[TEXTE SOURCE]
__________

Une invitation à parcourir l'Europe baroque à l'écoute d'œuvres rares ou à la redécouverte, autrement, des chefs-d'œuvre de toujours, cependant que les programmes sont le plus souvent conçus pour et à la demande du Festival. Intitulés Divertissements et caractères des Lumières – Entre opéra et chapelle royale, ceux du 11 juin confrontaient maîtres français œuvrant à Versailles et Pergolèse tel que Louis XV put l'entendre.
Ancrés dans l'Aisne pour y faire rayonner la musique ancienne, notamment à travers Le Cercle baroque, formation professionnelle réunissant les membres de l'ensemble et des musiciens du Département et de la Région pratiquant le répertoire ancien, Fabio Bonizzoni et La Risonanza offraient en fin de matinée un spectacle singulier, à une mise en scène inadaptée dans l'abbatiale se substituant une mise en espace en vive adéquation avec les proportions de l'œuvre : La Serva Padrona (1733), Intermezzo in due parti de Pergolèse qui, donnée à Paris en 1752, déclencha la Querelle des Bouffons, ou Guerre des Coins, entre tenants des musiques française et italienne.

__________

[Entrées enregistrées]
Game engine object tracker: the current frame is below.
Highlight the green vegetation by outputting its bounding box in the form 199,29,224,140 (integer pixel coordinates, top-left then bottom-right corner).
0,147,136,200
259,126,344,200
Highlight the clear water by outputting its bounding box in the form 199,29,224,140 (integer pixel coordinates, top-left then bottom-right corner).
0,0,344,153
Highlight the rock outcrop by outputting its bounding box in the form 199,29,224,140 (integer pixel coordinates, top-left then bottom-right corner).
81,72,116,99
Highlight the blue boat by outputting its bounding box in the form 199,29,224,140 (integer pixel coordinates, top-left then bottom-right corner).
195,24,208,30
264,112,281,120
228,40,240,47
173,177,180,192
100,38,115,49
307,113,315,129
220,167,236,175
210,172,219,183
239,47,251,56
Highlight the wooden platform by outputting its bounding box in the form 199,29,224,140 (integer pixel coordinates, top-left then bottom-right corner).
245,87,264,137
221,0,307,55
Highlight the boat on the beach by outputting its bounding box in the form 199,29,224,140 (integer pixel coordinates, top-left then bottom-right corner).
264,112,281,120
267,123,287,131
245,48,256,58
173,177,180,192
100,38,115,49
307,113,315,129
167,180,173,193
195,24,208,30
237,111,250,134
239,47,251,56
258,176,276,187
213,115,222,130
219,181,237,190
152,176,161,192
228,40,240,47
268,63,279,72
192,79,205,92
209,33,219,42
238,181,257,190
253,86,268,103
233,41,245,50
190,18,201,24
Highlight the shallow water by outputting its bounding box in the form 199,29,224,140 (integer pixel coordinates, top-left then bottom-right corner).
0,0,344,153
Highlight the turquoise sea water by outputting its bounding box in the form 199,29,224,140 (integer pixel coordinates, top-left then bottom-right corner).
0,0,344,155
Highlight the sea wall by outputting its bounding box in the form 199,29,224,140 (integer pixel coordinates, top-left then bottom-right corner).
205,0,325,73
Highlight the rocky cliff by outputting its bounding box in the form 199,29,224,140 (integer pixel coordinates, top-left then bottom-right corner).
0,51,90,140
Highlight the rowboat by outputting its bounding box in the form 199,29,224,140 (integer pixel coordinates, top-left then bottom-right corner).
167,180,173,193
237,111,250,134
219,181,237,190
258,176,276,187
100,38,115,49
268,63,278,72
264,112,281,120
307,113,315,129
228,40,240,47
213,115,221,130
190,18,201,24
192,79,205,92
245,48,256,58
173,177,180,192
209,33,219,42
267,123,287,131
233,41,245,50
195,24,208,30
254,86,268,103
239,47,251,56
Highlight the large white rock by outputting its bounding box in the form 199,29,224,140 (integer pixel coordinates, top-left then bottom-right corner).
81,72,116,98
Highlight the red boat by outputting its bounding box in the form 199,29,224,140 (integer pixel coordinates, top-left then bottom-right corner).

__________

[EXERCICES PROPOSÉS]
- A) Recopiez le passage du texte sur le festival baroque en commençant à "Une invitation à" et en terminant à "XV put l'entendre.".
- B) Convertissez en liste JSON de chaînes les lignes des entrées, en commençant au tout début des entrées et en terminant à la ligne qui contient "259,126,344,200", cette ligne comprise. Donnez une chaîne par ligne et omettez les lignes vides.

[RÉPONSES DÉTAILLÉES]
- A)
Une invitation à parcourir l'Europe baroque à l'écoute d'œuvres rares ou à la redécouverte, autrement, des chefs-d'œuvre de toujours, cependant que les programmes sont le plus souvent conçus pour et à la demande du Festival. Intitulés Divertissements et caractères des Lumières – Entre opéra et chapelle royale, ceux du 11 juin confrontaient maîtres français œuvrant à Versailles et Pergolèse tel que Louis XV put l'entendre.

- B)
[
  "Game engine object tracker: the current frame is below.",
  "Highlight the green vegetation by outputting its bounding box in the form 199,29,224,140 (integer pixel coordinates, top-left then bottom-right corner).",
  "0,147,136,200",
  "259,126,344,200"
]